◆ Objective
Convert the material into a two-column CSV headed instruction,output, where each row pairs one text that asks for outlines with the answer that follows it. Quote every field and replace its line breaks with spaces.

:: Supplied material ::

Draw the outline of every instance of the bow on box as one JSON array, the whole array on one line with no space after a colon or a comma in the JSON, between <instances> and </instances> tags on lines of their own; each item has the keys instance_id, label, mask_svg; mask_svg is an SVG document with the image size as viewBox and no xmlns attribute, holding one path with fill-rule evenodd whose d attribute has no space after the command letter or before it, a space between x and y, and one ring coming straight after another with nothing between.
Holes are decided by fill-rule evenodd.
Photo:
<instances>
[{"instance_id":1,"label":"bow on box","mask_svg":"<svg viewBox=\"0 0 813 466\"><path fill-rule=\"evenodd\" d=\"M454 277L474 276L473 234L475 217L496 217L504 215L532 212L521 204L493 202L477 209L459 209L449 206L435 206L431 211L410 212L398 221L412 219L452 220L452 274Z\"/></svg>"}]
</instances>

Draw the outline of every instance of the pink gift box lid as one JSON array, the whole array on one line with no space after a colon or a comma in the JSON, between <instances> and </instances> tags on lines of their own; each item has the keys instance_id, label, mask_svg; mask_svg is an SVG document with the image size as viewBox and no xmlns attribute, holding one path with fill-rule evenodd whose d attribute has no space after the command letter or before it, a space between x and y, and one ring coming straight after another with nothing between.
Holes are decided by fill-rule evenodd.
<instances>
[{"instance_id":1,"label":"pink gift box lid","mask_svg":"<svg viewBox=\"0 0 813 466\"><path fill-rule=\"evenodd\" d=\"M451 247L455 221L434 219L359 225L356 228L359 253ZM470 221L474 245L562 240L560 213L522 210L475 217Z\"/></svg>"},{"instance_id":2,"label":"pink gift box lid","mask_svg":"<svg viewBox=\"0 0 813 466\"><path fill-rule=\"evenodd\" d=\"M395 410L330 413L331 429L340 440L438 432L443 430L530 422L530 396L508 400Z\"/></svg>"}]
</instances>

:::

◆ Worked answer
instruction,output
"Draw the outline of every instance of the bow on box as one JSON array, the whole array on one line with no space after a colon or a comma in the JSON, between <instances> and </instances> tags on lines of their own; each item has the keys instance_id, label, mask_svg; mask_svg is an SVG document with the image size as viewBox and no xmlns attribute, holding one path with fill-rule evenodd whose d attribute has no space after the command letter or before it, a space between x and y, and one ring coming straight after another with nothing between. Holes are decided by fill-rule evenodd. Photo:","<instances> [{""instance_id"":1,""label"":""bow on box"",""mask_svg"":""<svg viewBox=\""0 0 813 466\""><path fill-rule=\""evenodd\"" d=\""M454 277L474 276L473 234L475 217L496 217L504 215L532 212L521 204L493 202L477 209L459 209L449 206L435 206L431 211L410 212L398 221L412 219L452 220L452 274Z\""/></svg>""}] </instances>"
"Draw the outline of every instance of the pink gift box lid as one JSON array, the whole array on one line with no space after a colon or a comma in the JSON, between <instances> and </instances> tags on lines of their own; each item has the keys instance_id, label, mask_svg; mask_svg is an SVG document with the image size as viewBox and no xmlns attribute, holding one path with fill-rule evenodd whose d attribute has no space after the command letter or before it, a space between x and y, and one ring coming straight after another with nothing between. Holes are decided by fill-rule evenodd.","<instances> [{""instance_id"":1,""label"":""pink gift box lid"",""mask_svg"":""<svg viewBox=\""0 0 813 466\""><path fill-rule=\""evenodd\"" d=\""M451 247L455 221L434 219L359 225L356 228L359 253ZM470 221L474 245L562 240L560 213L522 210L475 217Z\""/></svg>""},{""instance_id"":2,""label"":""pink gift box lid"",""mask_svg"":""<svg viewBox=\""0 0 813 466\""><path fill-rule=\""evenodd\"" d=\""M395 410L330 413L331 429L340 440L438 432L443 430L530 422L530 396L508 400Z\""/></svg>""}] </instances>"